* [PROBLEM REQUIREMENTS]: In the lines below, change every "Mark one point" to "Place one point" and leave everything else as it is.

** begin **

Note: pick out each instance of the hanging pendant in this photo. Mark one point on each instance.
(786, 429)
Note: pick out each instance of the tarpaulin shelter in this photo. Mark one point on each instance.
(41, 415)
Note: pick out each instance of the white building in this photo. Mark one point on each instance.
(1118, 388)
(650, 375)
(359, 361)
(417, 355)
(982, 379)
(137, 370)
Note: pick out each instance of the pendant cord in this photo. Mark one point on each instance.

** end **

* [COMPLETE RESPONSE]:
Note: pick out each instance of the hanging pendant in this photo. Place one point on each instance.
(786, 429)
Note: pick out each instance of the tarpaulin shelter in this photo. Place one point on each instance.
(41, 415)
Note: pick out each instance of the white building in this photo. Place one point on each instance.
(1118, 388)
(650, 375)
(359, 361)
(417, 355)
(982, 379)
(137, 370)
Note: pick out each instance of the pendant cord in this photo. Place one point on each instance.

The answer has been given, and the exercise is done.